Recorded data:
————

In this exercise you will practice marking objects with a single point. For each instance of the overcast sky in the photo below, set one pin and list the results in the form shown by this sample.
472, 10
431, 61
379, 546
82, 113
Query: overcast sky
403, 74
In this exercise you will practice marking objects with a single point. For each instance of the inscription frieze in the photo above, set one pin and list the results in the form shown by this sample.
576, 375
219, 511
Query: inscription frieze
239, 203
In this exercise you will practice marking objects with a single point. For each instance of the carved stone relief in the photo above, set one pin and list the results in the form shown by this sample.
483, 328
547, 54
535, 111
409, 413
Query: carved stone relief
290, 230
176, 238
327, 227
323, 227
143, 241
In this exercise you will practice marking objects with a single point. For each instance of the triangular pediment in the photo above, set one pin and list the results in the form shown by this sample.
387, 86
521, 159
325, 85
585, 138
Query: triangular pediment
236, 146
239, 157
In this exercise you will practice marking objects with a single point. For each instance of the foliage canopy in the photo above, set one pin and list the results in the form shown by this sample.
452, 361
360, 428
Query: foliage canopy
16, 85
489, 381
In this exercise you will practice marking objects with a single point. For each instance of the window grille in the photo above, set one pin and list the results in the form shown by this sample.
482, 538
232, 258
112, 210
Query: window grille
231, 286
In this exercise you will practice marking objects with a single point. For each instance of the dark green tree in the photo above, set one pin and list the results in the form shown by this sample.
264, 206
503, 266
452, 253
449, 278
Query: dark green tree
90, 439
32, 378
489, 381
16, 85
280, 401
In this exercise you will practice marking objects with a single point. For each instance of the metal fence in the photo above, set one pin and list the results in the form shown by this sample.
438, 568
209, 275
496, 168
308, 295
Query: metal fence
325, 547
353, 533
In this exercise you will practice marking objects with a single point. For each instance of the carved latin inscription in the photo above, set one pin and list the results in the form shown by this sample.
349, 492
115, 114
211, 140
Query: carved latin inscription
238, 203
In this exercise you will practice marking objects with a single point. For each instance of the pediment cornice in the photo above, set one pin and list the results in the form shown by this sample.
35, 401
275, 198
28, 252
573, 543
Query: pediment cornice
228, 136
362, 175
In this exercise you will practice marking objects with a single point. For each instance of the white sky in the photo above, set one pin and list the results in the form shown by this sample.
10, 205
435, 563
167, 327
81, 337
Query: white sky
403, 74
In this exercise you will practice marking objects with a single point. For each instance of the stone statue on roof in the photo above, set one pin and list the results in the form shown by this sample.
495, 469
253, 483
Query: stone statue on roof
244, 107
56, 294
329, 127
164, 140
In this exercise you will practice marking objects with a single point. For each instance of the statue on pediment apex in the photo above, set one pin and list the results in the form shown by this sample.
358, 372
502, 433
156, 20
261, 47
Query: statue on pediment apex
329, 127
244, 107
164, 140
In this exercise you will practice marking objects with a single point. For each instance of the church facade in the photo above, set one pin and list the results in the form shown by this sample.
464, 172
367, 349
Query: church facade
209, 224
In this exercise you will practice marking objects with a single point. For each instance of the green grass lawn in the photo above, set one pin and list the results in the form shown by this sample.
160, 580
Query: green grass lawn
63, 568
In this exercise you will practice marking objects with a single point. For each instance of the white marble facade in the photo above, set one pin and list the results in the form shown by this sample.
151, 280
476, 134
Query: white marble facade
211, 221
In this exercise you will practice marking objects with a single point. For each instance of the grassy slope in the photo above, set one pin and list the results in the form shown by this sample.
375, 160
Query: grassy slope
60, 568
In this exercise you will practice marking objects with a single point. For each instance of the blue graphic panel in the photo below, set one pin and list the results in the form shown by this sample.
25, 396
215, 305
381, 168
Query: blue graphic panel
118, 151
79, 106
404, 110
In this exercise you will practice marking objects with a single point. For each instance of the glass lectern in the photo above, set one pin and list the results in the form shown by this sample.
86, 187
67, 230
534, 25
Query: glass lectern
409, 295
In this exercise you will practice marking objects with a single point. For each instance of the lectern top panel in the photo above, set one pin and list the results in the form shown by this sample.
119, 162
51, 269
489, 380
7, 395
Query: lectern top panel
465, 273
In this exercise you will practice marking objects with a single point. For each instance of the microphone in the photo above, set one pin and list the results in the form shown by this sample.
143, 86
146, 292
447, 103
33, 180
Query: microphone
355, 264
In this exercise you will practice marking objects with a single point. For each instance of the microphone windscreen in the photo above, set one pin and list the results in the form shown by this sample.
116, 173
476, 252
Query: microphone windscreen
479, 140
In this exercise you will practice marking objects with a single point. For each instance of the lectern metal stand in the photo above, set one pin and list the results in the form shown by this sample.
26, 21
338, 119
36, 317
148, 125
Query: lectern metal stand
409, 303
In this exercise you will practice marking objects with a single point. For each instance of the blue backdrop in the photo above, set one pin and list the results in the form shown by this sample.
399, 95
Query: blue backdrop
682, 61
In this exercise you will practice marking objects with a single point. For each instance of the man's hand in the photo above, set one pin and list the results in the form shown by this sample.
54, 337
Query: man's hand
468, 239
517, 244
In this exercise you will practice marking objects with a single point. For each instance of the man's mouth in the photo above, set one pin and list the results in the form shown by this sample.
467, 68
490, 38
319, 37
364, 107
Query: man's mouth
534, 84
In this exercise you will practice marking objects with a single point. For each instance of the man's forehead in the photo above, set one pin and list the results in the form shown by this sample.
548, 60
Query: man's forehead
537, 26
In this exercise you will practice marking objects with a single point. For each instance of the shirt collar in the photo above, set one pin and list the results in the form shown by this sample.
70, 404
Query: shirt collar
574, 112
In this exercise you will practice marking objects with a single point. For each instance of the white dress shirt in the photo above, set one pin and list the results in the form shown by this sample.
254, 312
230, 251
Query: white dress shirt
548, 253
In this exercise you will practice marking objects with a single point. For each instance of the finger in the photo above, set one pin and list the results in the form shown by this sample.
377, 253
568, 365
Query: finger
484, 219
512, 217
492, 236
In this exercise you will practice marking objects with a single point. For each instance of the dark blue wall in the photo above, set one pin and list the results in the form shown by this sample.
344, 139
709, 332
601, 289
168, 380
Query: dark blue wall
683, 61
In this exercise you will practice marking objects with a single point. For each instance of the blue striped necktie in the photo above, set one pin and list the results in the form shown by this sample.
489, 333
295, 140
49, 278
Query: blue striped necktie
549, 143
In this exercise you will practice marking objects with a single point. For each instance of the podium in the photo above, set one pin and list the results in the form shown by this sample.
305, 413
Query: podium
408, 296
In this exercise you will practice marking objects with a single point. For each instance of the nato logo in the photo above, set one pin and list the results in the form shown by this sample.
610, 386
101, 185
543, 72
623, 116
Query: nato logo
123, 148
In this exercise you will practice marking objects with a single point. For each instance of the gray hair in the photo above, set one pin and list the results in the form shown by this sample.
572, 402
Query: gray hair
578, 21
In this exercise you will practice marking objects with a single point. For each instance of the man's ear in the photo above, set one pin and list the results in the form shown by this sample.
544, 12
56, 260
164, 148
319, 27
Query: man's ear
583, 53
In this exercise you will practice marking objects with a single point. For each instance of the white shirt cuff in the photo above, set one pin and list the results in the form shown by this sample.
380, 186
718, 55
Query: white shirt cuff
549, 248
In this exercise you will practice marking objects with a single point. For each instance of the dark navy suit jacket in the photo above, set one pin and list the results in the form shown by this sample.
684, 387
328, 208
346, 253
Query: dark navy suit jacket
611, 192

————

# [Work request]
Print the records again in full, exactly as they appear above.

# [Output below]
In this exercise you will practice marking objects with a single point. For each instance of the overcast sky in the photo below, set one pin and list the results in the form shown by this sample.
472, 10
431, 61
379, 546
82, 113
Query: overcast sky
403, 74
In this exercise you will practice marking objects with a single point. For each instance of the inscription frieze in the photo above, set one pin and list the results in the form shown by this sample.
576, 375
219, 511
Query: inscription frieze
239, 203
In this exercise you will practice marking objects with a single point. For each instance of the carved stone relief in the photo above, set one pin and list the results in the form shown by this sample.
483, 328
547, 54
535, 111
409, 413
Query: carved stone relief
290, 230
176, 238
327, 227
323, 227
143, 241
In this exercise you will practice marking objects with a single point. For each instance of the triangular pediment in the photo above, set one pin and list the results in the form shown by this sample.
387, 86
521, 159
325, 85
585, 138
Query: triangular pediment
236, 146
239, 157
In this exercise you will practice marking objects with a single point. For each instance of the foliage canopy in the photo above, set one pin and list the results in the form shown by this sample.
452, 361
360, 428
Query: foliage canopy
16, 85
489, 381
In this exercise you will practice marking objects with a single point. For each instance of the window grille in the photo above, set one pin and list the results in the form shown by this sample.
482, 538
232, 258
112, 210
Query: window grille
231, 286
In this exercise you will practice marking objects with a single point. For each instance of the dark green tree in the photo above, set one pin and list the results in the form shown by this sample.
264, 206
503, 266
452, 253
449, 278
Query: dark green tree
90, 439
32, 378
489, 381
16, 85
280, 401
In this exercise you will practice marking objects with a single point. For each instance of the metal fence in the photo above, set one pin and list the results in the form shown by this sample.
438, 568
209, 275
496, 168
308, 295
Query: metal fence
325, 547
353, 533
In this exercise you will practice marking objects with a single point. For each instance of the carved latin inscription in the photo above, set one pin and list the results in the form shown by this sample.
349, 492
115, 114
211, 140
Query: carved latin inscription
238, 203
In this exercise you will practice marking objects with a single point. For each instance of the pediment cornice in the photo above, set one pin and list the results in the form shown by this sample.
35, 401
275, 198
28, 252
573, 543
Query: pediment cornice
228, 136
362, 175
In this exercise you will practice marking objects with a single point. For each instance of the white sky in the photo above, set one pin and list the results in the form shown by this sample.
10, 205
435, 563
167, 327
81, 337
Query: white sky
403, 74
In this exercise you will practice marking objects with a single point. For each instance of the stone statue on roof in the photo above, set one pin and list the results in the form shown by this sample.
495, 469
253, 483
Query: stone statue on roof
244, 107
56, 294
329, 127
164, 140
In this exercise you will practice marking objects with a single point. For each instance of the statue on pediment apex in the photo above, set one pin and list the results in the form shown by this sample.
358, 372
502, 433
156, 20
261, 47
Query: statue on pediment apex
329, 127
244, 107
164, 140
In this exercise you will practice marking objects with a single point. For each instance of the church facade in the photo above, set one pin and list the results in the form shown by this sample.
464, 172
367, 349
Query: church facade
209, 224
In this exercise you will practice marking objects with a single point. For each instance of the green grass lawn in the photo above, set one pin and list the results in the form shown by this sample.
160, 580
Query: green grass lawn
63, 568
In this exercise you will practice marking objects with a single point. For each instance of the white marble facade in the photo above, set one pin and list the results in the form shown by this sample.
151, 280
476, 134
Query: white marble facade
211, 221
In this exercise you will practice marking objects with a single point. For each instance of the grassy slope in the photo above, set one pin and list the results in the form shown by this sample.
375, 160
Query: grassy slope
60, 568
In this exercise you will practice marking objects with a single point. For each instance of the blue graphic panel in the photo below, set one pin and list the results in the form shown by this sample.
25, 396
215, 305
381, 168
Query: blue graphic panel
118, 151
79, 106
404, 110
In this exercise you will practice marking objects with a single point. For each instance of the glass lectern in the photo above, set one pin and list the results in the form shown by this sample.
86, 187
67, 230
534, 25
Query: glass lectern
409, 295
In this exercise you will practice marking objects with a single point. For each instance of the lectern top panel in the photo above, set one pin and list the results in the form shown by this sample.
119, 162
51, 269
489, 380
7, 395
Query: lectern top panel
465, 273
In this exercise you will practice marking objects with a single point. For each instance of the microphone in the photo above, set one pin and list the results in the form shown by this sample.
143, 86
146, 292
447, 103
33, 180
Query: microphone
355, 264
In this exercise you will practice marking objects with a single point. For each instance of the microphone windscreen in the photo above, set one pin and list the results in the form shown by this sample.
116, 173
476, 252
Query: microphone windscreen
479, 140
In this exercise you will practice marking objects with a single point. For each instance of the lectern metal stand in the photo above, set one pin and list the results in the form shown by this sample.
26, 21
338, 119
36, 317
148, 125
Query: lectern metal stand
409, 303
In this exercise you will practice marking objects with a single point. For each instance of the blue backdrop in the photo above, set one pin and list the results in the form shown by this sample.
399, 95
Query: blue backdrop
682, 61
In this exercise you will practice marking objects with a single point. For each instance of the man's hand in the photo above, set one pin and list the results in the form shown by this sample.
54, 337
Query: man's hand
468, 239
517, 244
In this exercise you will practice marking objects with a single point. For each instance of the man's mouth in the photo above, set one pin and list the results in the form shown by this sample.
467, 68
490, 38
319, 37
364, 107
Query: man's mouth
534, 84
In this exercise you will practice marking objects with a single point. For each instance of the man's forehead in the photo above, set one pin and list the results in the form shown by this sample.
548, 60
Query: man's forehead
537, 26
In this exercise you will practice marking objects with a single point. For each instance of the shirt collar in the photo above, set one pin and list the results in the form shown by this sample.
70, 404
Query: shirt collar
574, 112
In this exercise you will practice marking objects with a single point. For each instance of the white dress shirt in the photo above, set one pin and list the results in the form shown by this sample.
254, 312
230, 251
Query: white dress shirt
548, 253
In this exercise you will practice marking objects with a single point. For each instance of the finger in the photo above, set one pin and list the results in the form shown by this sample.
377, 253
568, 365
Query: finger
484, 219
512, 217
492, 236
In this exercise you will practice marking objects with a single point. For each instance of the dark blue wall in the photo above, set one pin and list the results in the form shown by this sample.
344, 139
709, 332
601, 289
168, 380
Query: dark blue wall
683, 61
In this exercise you will practice marking objects with a single point. For each instance of the blue striped necktie in the photo above, set one pin and list the results in the form shown by this sample.
489, 333
295, 140
49, 278
Query: blue striped necktie
549, 143
In this exercise you will practice marking objects with a single point. For each instance of the podium in the photo above, set one pin and list the results in the form shown by this sample.
305, 413
Query: podium
408, 296
In this exercise you will practice marking objects with a single point. For each instance of the nato logo in the photo above, set one pin and list the results in the form shown by this sample.
610, 386
101, 185
543, 72
623, 116
Query: nato logo
123, 148
In this exercise you will practice marking objects with a single point. For each instance of the gray hair in the photo above, set one pin and list the results in the form shown by this sample.
572, 402
Query: gray hair
578, 21
In this exercise you will practice marking objects with a single point. For each instance of the man's ear in the photo above, set one pin and list the results in the form shown by this sample.
544, 12
56, 260
164, 148
319, 27
Query: man's ear
583, 53
In this exercise you will practice marking objects with a single point. For each instance of the white shirt cuff in the photo above, set one pin and list the results in the form shown by this sample.
380, 186
718, 55
Query: white shirt cuff
549, 248
In this exercise you will practice marking objects with a single point. For each instance of the dark navy suit jacket in the photo above, set one pin and list the results in the form shown by this sample.
684, 387
328, 208
346, 253
Query: dark navy suit jacket
611, 192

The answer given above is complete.